DESCRIPTION OF THE TASK :: All records below should be repeated exactly, with the pictures left out.

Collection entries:
[Start of Attachment]

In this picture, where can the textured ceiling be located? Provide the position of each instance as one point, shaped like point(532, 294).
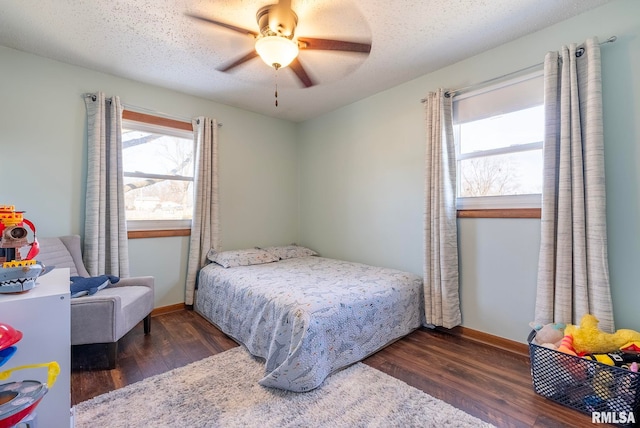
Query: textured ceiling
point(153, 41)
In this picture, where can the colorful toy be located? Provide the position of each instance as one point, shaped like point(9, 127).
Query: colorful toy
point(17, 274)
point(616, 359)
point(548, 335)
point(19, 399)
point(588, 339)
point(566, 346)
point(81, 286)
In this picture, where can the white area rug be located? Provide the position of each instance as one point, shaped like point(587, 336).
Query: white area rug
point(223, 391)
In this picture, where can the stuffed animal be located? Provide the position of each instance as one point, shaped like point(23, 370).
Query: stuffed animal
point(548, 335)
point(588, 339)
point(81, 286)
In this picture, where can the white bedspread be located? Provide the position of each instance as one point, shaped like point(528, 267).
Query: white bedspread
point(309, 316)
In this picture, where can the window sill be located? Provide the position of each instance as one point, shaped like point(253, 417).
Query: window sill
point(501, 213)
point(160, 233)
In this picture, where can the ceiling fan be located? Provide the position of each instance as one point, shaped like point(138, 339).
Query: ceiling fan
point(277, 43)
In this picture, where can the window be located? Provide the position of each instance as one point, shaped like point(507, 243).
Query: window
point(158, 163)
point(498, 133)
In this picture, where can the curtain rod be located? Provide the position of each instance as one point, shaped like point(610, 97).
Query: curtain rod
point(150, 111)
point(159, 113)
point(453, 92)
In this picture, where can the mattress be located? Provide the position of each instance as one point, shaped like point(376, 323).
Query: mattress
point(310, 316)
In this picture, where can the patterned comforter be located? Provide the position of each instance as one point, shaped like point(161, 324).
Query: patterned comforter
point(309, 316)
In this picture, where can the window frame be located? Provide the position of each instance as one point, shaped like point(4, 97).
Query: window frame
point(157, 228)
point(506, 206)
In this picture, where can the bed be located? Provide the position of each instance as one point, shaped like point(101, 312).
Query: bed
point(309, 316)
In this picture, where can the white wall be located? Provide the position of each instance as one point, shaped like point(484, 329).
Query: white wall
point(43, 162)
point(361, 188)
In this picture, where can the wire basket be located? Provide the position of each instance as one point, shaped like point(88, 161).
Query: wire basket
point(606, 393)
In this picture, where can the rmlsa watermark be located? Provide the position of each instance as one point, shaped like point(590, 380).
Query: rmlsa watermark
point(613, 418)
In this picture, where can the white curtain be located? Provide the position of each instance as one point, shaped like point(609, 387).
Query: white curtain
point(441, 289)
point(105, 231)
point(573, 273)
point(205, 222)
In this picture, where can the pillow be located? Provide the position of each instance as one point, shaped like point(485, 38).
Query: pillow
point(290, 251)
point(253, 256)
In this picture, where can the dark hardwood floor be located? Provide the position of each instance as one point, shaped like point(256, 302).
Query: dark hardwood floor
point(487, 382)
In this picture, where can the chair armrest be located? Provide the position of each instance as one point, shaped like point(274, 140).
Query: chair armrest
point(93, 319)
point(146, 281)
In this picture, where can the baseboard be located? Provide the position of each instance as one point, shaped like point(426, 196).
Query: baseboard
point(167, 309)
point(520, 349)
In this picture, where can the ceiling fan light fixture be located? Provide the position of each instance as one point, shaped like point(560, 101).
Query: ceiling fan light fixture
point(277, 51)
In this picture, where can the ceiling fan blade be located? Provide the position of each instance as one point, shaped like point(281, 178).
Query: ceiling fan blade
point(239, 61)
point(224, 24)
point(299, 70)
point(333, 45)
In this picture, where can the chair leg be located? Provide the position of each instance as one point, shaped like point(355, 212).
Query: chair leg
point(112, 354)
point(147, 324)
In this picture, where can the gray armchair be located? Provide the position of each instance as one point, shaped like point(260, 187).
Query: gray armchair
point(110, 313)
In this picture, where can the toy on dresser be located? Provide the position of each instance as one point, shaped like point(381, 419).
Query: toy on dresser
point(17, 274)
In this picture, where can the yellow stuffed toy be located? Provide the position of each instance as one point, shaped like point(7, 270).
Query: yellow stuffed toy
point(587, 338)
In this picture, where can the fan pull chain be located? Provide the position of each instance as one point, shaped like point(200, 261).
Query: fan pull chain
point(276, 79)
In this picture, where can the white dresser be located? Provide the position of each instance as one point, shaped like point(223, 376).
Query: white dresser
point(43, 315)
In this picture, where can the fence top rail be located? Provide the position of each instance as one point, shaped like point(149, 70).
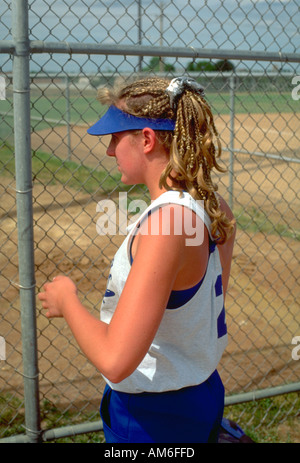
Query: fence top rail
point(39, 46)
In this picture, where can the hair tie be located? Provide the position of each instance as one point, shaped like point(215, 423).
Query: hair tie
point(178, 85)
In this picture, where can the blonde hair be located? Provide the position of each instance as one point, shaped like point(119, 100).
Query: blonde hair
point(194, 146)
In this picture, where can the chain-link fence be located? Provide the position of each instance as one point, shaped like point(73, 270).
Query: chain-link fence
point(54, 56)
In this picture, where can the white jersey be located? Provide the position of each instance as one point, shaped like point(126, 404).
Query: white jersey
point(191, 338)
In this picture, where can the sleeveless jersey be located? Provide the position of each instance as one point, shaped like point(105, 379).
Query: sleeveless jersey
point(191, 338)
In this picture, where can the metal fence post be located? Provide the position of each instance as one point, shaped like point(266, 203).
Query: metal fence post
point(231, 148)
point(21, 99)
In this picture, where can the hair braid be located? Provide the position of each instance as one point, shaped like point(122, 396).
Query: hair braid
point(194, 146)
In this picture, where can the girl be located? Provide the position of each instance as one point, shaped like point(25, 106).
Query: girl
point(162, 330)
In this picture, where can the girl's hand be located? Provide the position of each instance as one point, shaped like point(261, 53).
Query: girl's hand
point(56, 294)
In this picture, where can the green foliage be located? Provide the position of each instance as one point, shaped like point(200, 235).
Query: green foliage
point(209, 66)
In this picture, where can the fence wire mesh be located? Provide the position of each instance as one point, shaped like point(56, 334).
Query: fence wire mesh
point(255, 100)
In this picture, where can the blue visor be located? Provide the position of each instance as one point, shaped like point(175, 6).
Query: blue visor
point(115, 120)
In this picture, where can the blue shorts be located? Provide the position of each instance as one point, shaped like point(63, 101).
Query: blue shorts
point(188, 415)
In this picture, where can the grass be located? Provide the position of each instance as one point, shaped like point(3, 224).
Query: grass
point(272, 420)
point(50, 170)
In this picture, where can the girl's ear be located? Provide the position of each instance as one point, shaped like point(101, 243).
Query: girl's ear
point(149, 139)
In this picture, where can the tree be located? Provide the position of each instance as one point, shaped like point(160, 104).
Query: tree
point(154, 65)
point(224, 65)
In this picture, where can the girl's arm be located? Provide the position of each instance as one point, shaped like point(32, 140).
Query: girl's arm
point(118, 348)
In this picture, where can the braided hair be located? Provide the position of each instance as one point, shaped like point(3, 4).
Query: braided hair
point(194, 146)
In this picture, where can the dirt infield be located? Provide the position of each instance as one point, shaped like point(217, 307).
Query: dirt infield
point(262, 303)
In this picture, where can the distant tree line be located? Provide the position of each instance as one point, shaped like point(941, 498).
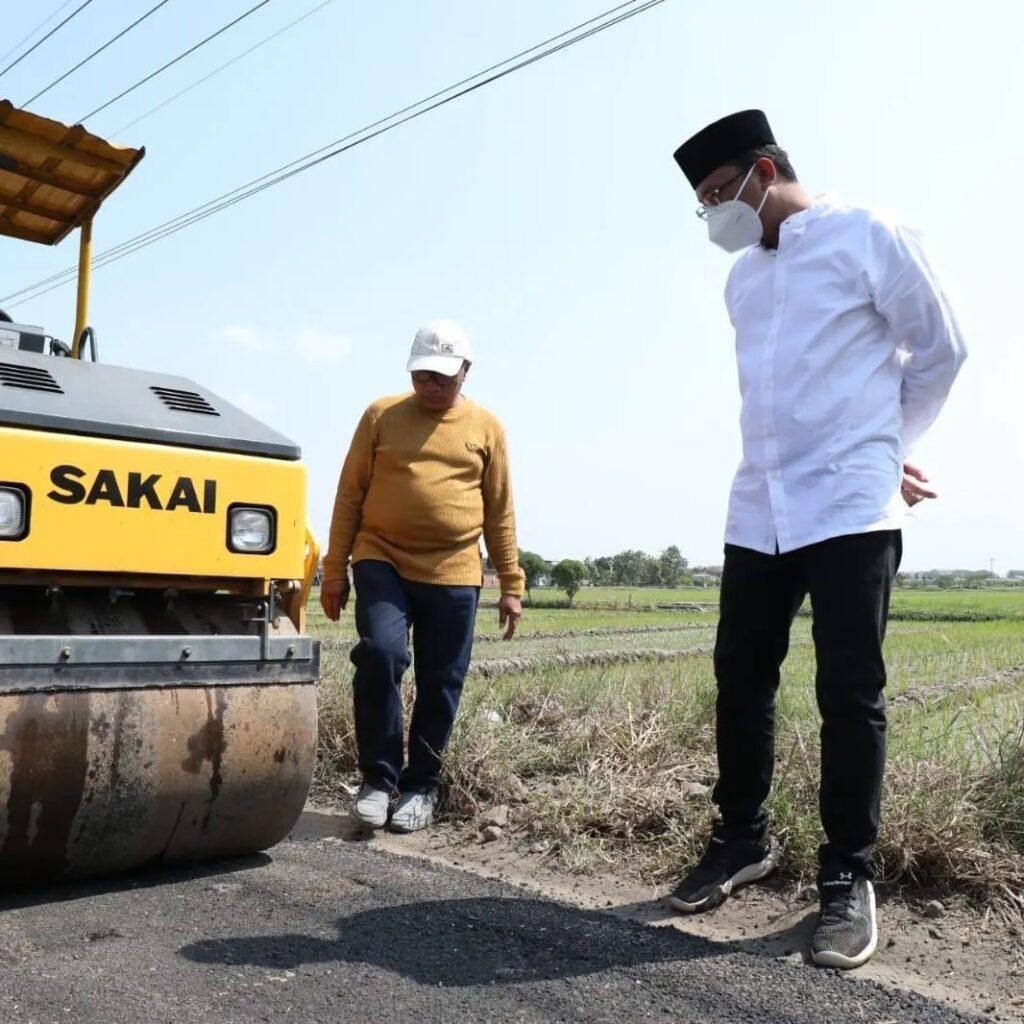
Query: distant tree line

[End of Attachment]

YOUR RESPONSE ::
In this picture, where can the textured ceiling be located? Provide the position of each instance as one point, shaped like point(532, 294).
Query: textured ceiling
point(153, 41)
In this picture, where can the colorful toy be located? Provide the position of each instance as one point, shaped like point(9, 127).
Query: colorful toy
point(17, 274)
point(616, 359)
point(548, 335)
point(19, 399)
point(588, 339)
point(566, 346)
point(81, 286)
In this picture, where can the white area rug be located? Provide the position of each instance as one point, shaped like point(587, 336).
Query: white area rug
point(223, 391)
In this picture, where can the stuffed animal be located? Provide the position of each instance as one point, shaped like point(23, 370).
Query: stuffed animal
point(548, 335)
point(588, 339)
point(81, 286)
In this picture, where can the white bedspread be located? Provide the position of each instance as one point, shaped like point(528, 267).
Query: white bedspread
point(309, 316)
In this picture, where can the window sill be located? Provide the position of each instance as one point, shaped like point(253, 417).
Query: window sill
point(501, 213)
point(160, 233)
In this picture, where can the ceiling fan be located? Provide the position of each instance as one point, shaped like point(138, 339).
Query: ceiling fan
point(277, 43)
In this picture, where can the window be located? Provide the position of each instance as one point, shaped like point(507, 243).
Query: window
point(158, 163)
point(498, 133)
In this picture, where can the curtain rod be located? Provide the position of each instance as one point, shaped like point(610, 97).
Query: curtain rod
point(150, 111)
point(159, 113)
point(453, 92)
In this picture, where can the mattress be located? Provide the position of each instance as one point, shaped like point(376, 323).
Query: mattress
point(310, 316)
In this picture, where can the patterned comforter be located? Provide the position of each instance as one point, shaped like point(161, 324).
Query: patterned comforter
point(309, 316)
In this picture, where can the window frame be located? Provide the position of each instance as one point, shaped like point(4, 97).
Query: window frame
point(157, 228)
point(506, 206)
In this picture, where can the bed be located? Provide the position of each instance as one point, shaped like point(101, 312).
Query: bed
point(309, 316)
In this picture, where can the white wall be located? Provide the position of each instance as one point, shaped like point(484, 329).
Query: white wall
point(43, 162)
point(361, 188)
In this picture, where can the wire basket be located? Provide the position of each instance as one point, shaped like point(88, 161).
Query: wire basket
point(606, 393)
In this picture, where can the rmlsa watermark be located? Provide the position of each instance as one point, shaped like point(590, 380).
Query: rmlsa watermark
point(613, 418)
In this picture, where can the white curtain be located? Provide the position of each instance as one point, shaped like point(609, 387).
Query: white curtain
point(441, 289)
point(105, 231)
point(573, 273)
point(205, 222)
In this picture, where can the pillow be located? Provide the position of each instance as one point, shaped like point(485, 38).
Query: pillow
point(290, 251)
point(253, 256)
In this picture, where can the dark hardwood floor be located? Provide the position of each instance as one point, shaped like point(256, 302).
Query: dark hardwood floor
point(487, 382)
In this picture, where can the chair armrest be located? Provide the position of each instance as one point, shaped like point(274, 140).
Query: chair armrest
point(93, 319)
point(146, 281)
In this picture, where can the baseboard be located? Provide the position of each instance as one point, shaped like point(426, 196).
Query: baseboard
point(167, 309)
point(520, 349)
In this picture, where can the ceiling fan light fixture be located? Provide the position of each instance as one point, shaped like point(560, 101).
Query: ceiling fan light fixture
point(277, 51)
In this picture, where can the ceiling fan blade be located? Provide the position of each instance as one point, shaped like point(281, 178).
Query: ceiling fan blade
point(239, 61)
point(224, 24)
point(299, 70)
point(333, 45)
In this picture, where can the chair leg be located? Provide the position of each instance as one point, shaped like point(355, 212).
Query: chair leg
point(112, 354)
point(147, 324)
In this picture, where can the gray armchair be located? Provide the position of each instance as one point, shaped like point(260, 187).
Query: gray armchair
point(110, 313)
In this picture, where can the toy on dresser be located? Provide the position of each instance as one point, shaped like point(381, 419).
Query: toy on dresser
point(17, 274)
In this picture, where can the yellow stuffed toy be located? Provide the position of each instance as one point, shaped like point(7, 270).
Query: yellow stuffed toy
point(587, 338)
In this picture, where can the fan pull chain be located? Provide the position of each instance as one point, shaped like point(200, 261).
Query: fan pull chain
point(276, 79)
In this picture, where can the white dresser be located? Provide the position of each instance as one point, shaped like point(223, 376).
Query: white dresser
point(43, 315)
In this picture, where can the fence top rail be located? Provide the position of each instance as one point, shaped like point(149, 70).
Query: fence top rail
point(39, 46)
In this picture, where can the hair tie be located? Provide the position of each instance as one point, shaped like point(215, 423).
Query: hair tie
point(178, 85)
In this picture, where can the blonde hair be located? Provide the position of each instance as one point, shaped like point(119, 100).
Query: blonde hair
point(194, 146)
In this picture, where can the chain-link fence be located? Provide the position of each instance as one point, shaped like point(73, 270).
Query: chain-link fence
point(54, 56)
In this picture, where can the white jersey be located? Provide the position of each instance as one point, shaped like point(126, 404).
Query: white jersey
point(191, 338)
In this picture, where can the sleeveless jersey be located? Provide the position of each instance as one point, shaped like point(105, 379).
Query: sleeveless jersey
point(191, 338)
In this picture, where can the metal fence post be located? Provide the position of each instance as one point, shaped like point(266, 203).
Query: metal fence post
point(231, 148)
point(21, 99)
In this picture, where can the hair braid be located? Provide the position of each instance as one point, shaped like point(122, 396).
Query: hair braid
point(194, 146)
In this picture, where can the girl be located? Provide the position of each instance as one point, shaped like point(25, 106).
Query: girl
point(162, 330)
In this picture, where can the girl's hand be located? Provide the position of each instance as one point, shaped like point(261, 53).
Query: girl's hand
point(56, 294)
In this picture, where can the green foliage be located? Provide the position of each instance as one point, shaped like point(200, 235).
Query: green foliage
point(209, 66)
In this picture, where can the fence wire mesh be located? Provide the position of each instance as one point, shaped like point(56, 334).
Query: fence wire mesh
point(255, 100)
In this picture, where can the blue visor be located? Provide the position of each instance as one point, shaped like point(175, 6).
Query: blue visor
point(115, 120)
In this picture, where can the blue shorts be located? Provide the position of each instance as one point, shaped like point(63, 101).
Query: blue shorts
point(188, 415)
In this picture, where can the grass be located? Provide the position of each instance as one point, shaped like point(3, 224).
Query: grass
point(272, 420)
point(50, 170)
In this picture, where can the girl's ear be located? Provide the position of each instance as one point, shaped like point(101, 243).
Query: girl's ear
point(149, 139)
In this picture, where can the tree be located? Provide the position of each instance as one point, shaped like point(160, 104).
Query: tree
point(154, 65)
point(224, 65)
In this picture, where can the girl's arm be located? Provide the position of each instance as one point, shaped like point(32, 140).
Query: girl's arm
point(118, 348)
In this picture, where can the braided hair be located? Provide the position of each instance as one point, shaped like point(3, 4).
Query: braided hair
point(194, 146)
In this picture, where can the dirt infield be located? Provide the position of each instance as one point, shaped like point(217, 307).
Query: dirt infield
point(262, 303)
In this picture, where can the distant tree line be located? Provide the position of each instance as one point, shaped like point(941, 498).
Query: distant tree line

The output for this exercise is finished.